Detection examples
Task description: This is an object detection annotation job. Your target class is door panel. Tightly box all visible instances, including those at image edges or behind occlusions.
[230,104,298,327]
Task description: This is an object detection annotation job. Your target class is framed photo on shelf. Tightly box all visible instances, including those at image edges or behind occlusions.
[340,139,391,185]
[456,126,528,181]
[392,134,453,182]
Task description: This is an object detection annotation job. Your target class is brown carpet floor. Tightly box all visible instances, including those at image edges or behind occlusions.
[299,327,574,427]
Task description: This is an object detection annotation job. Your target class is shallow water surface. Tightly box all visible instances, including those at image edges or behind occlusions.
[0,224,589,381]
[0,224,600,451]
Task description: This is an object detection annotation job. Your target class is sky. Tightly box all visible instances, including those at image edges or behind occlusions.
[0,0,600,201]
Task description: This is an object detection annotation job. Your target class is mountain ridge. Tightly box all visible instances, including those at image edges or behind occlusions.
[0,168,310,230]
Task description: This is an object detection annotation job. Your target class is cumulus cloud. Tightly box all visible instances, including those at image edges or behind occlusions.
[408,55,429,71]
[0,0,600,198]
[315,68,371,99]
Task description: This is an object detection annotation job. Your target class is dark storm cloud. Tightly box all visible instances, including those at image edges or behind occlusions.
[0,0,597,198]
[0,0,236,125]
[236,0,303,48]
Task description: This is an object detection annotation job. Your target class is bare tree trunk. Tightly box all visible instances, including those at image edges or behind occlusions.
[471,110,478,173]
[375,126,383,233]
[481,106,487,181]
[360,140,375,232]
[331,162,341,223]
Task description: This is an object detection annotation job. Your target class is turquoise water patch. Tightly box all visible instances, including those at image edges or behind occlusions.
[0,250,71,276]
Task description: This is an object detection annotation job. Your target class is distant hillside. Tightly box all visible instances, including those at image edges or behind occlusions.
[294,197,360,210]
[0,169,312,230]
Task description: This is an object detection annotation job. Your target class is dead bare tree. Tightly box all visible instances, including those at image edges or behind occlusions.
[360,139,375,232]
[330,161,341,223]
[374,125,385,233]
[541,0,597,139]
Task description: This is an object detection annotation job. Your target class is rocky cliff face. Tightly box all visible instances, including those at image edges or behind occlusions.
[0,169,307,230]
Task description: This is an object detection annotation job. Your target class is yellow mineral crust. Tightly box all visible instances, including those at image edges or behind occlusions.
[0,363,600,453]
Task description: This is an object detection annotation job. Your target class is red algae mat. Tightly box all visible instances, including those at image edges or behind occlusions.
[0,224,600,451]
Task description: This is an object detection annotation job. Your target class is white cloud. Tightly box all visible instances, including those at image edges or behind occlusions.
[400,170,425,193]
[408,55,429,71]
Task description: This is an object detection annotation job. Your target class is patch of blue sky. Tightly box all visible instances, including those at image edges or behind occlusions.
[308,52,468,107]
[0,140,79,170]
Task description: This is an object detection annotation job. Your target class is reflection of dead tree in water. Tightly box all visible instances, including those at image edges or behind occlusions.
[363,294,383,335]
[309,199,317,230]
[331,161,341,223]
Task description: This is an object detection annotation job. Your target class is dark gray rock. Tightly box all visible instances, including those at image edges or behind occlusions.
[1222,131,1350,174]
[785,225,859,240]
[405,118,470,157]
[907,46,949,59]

Stated goal. Quote every line of the material above, word for word and in the same order.

Written response.
Task description: This is an object detection annotation job. Your target class is door panel. Tightly box all visible instances, including those at image edges or behind occlusions.
[230,104,298,327]
Task description: This is an object detection annotation job. Your target class is framed photo on shelf. Tightly box all visible instances, including those at image edges or behind occlusions.
[340,139,391,185]
[456,126,528,181]
[392,134,453,182]
Task description: This is an object detection annotation job. Your target class is brown carpet floor. Tightly box all visible instances, including those at image edges or behind occlusions.
[299,327,574,427]
Task description: This is an object detection annotation job. Your target class is shallow water surface. Tightly box all visible instances, including those at image edges or behind occlusions.
[0,224,589,381]
[0,224,600,451]
Task description: This is an object detection annotation job. Your target class is sky. Tightly box all visible instances, including those at image edges or behind occlusions.
[0,0,600,201]
Task description: This is an object detection annotation job. Your target class is mountain ridge. Tightly box all visible instances, including those at image edges or behind occlusions.
[0,168,310,230]
Task description: This is an object detection annotation job. Your target class is cumulus cloud. Tightly box all visible instances, including those at image edges or behind occlusions.
[408,55,429,71]
[0,0,600,198]
[315,68,371,99]
Task description: This is an object detection annotation job. Your target class is dark storm cloud. Tightly box all visible instances, including those at image edges or behind occlusions.
[0,0,597,198]
[0,0,236,125]
[236,0,303,48]
Task description: This is an object detection annotation job. Your target class is bare tree trunk. Tightly box all visible instances, including those at image edges or behind occlusions.
[471,110,478,173]
[375,126,383,233]
[481,106,487,181]
[360,140,375,232]
[331,162,341,223]
Task description: This is an object detection annotation job. Your target class is turquoise water patch. Tightly box all visible instances, including those at image edges or behind occlusions.
[0,250,71,276]
Task description: This is an object detection annotation job. Your target class is distant hillside. Tightly box all visible instances, including those at image edges or behind occlusions.
[294,197,360,210]
[0,169,312,230]
Task description: This is an object detection annotation job. Your target class is dead bare tree. Tightly box all visible instances, including those at image edges or behind occlusions.
[360,139,375,232]
[330,161,341,223]
[374,125,385,233]
[541,0,597,139]
Task description: This is an object detection annotation job. Your target class is rocky cliff face. Tightly box all visible instances, including those at image edges or behind occlusions.
[0,169,307,230]
Task description: This is an object detection annotation job. Your target class is yellow mineral crust. Tightly box all visible instances, including those at image edges or behind occlusions.
[0,363,600,453]
Task description: This is an object detection annotation job. Your target class is red algae mat. Tightly box all visible instances, including those at image edges or behind occlusions.
[0,224,600,451]
Task description: This is an object detection annotation job. Your target class is white cloud. Tightly box all visible instances, including those at image edges or behind occlusions.
[400,170,425,193]
[408,55,429,71]
Task description: This is an object detection annotation job. Your target class is patch of blue sky. Tightly box all visible instances, including those at image edges or behind occlusions.
[308,52,468,107]
[0,140,79,170]
Task description: This is an object detection annotation job. Your target class is reflection of dead tree in water. Tightly box all visible instances, including those at image edges or behind occlusions.
[363,294,383,335]
[309,199,317,230]
[331,161,341,223]
Task description: This is an object detection annotation job. Your target class is dark gray rock. Tightly box all visible instances, including those at image edges or behind occlusions.
[1222,131,1350,174]
[785,225,859,240]
[405,118,470,157]
[907,46,949,59]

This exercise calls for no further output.